Очерк какого автора и какого года читают вслух на берегу Красного моря в тексте о русских туристах за границей?

:: ФРАГМЕНТ ТЕКСТА

Арабские чиновники любовно ждут свиданий с русскими туристами. Красные паспорта - для них - приглашение к хлебу и зрелищам. Для русских сияют самые большие в мире кокарды, пуговицы и звёзды, для них зловещими платками перебинтовываются головы. Начинается парад: цены взлетают вверх, побросав свои стаканчики с неразменной бурдой, подтягиваются приграничные обитатели и предлагают купить из-под полы второе место в очереди, сеанс в туалете и каинову печать.

Я всегда тайно рада, когда меня не принимают за "русскую". Это значит, что пребываю в своей самой благополучной ипостаси "но проблем" и не отгрызаю себе ногу, чтобы освободиться из капкана. Особенно лестно, когда в поисках переводчика с европейских языков, обращаются ко мне. Я даже не стану объяснять, что тут не русофобия, а просто платье с лондонской распродажи можно носить, а костюм с фабрики им. Якова Свердлова - нет. С лицом и манерами то же самое: не носят нынче приличные люди красных мальчиков в глазах, не в цене иудин сребреник и красноречие немого кино…
Выжимать из себя раба нужно бесстрастно и систематично, как чистят зубы. Утром и вечером энергично орудуя щёткой, произносить: "О-кей. Нет проблем" и надевать протез улыбки в позиции "чииз". Только тогда, может быть, послышится: "Мессир, отпустите..."

Между тем, наши попутчицы, ботичелиевские москвички переписывались бездарными кубистами, у маэстро, близкого к удару, расстегнулась ширинка. Мы с мужем выбирались на другой берег, отряхиваясь и оглядываясь влажными оленьими глазами на бывших соотечественников, затихающих в кипении пираний.

"Вообразите положение россиянина, выползшего из своей скорлупы, чтобы себя показать и людей посмотреть. Всё-то ему ново, всего-то он боится... всякий иностранец кажется ему высшим организмом, который может и мыслить и выражать свою мысль; перед каждым он ёжится и трусит, потому что, кто его знает? а вдруг недоглядит за собой и сделает невесть какое невежество!... Он заигрывает с кондуктором и стремится поцеловать его в плечико (потому что ведь, известно, у нас нет середины: либо в рыло, либо ручку пожалуйте!)..." - читаю я вслух очерк Салтыкова - Щедрина 1865 года на берегу Красного моря в апреле 1997 - нисан 5757…

"Ха-ха" - пускаем мы горькие пузыри узнавания и идём на таран: маска на маску. Грустная семитская физиономия поседевшего Пьера Безухова выражает раскаяние, добродушно виляют ласты... Задумчиво пожевав резиновую трубку, ломается солнечный зайчик и - эх!!! - жизнь прекрасна и удивительна.

::::
:: ВЫДЕРЖКА ИЗ ЗАПИСЕЙ

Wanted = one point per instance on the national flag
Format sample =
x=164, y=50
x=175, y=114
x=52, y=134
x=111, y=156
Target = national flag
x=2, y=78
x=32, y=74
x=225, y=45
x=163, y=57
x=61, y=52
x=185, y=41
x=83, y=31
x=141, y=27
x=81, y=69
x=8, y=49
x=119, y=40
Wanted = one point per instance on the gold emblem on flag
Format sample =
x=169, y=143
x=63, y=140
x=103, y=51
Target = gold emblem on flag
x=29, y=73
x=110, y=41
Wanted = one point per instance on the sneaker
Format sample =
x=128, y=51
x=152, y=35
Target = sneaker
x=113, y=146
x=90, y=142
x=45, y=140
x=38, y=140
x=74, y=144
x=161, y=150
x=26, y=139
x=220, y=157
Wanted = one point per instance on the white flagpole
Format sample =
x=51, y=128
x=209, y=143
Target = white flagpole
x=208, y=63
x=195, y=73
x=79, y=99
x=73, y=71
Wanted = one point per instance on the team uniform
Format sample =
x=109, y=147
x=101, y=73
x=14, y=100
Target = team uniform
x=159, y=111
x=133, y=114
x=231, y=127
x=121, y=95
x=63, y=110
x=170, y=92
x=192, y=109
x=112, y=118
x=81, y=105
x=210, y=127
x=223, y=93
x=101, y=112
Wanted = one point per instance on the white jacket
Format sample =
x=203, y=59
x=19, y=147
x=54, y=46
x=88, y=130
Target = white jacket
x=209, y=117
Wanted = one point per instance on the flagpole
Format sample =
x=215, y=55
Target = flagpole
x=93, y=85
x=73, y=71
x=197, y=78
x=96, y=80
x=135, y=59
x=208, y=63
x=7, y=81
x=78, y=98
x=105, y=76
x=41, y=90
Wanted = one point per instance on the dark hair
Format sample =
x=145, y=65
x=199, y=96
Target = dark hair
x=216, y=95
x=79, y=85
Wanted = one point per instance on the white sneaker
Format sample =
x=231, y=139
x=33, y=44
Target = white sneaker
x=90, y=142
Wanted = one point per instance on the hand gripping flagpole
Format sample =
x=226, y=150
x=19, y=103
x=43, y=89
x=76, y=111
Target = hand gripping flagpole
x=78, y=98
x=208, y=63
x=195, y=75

::::

РЕШЕНИЕ: Очерк Салтыкова-Щедрина 1865 года.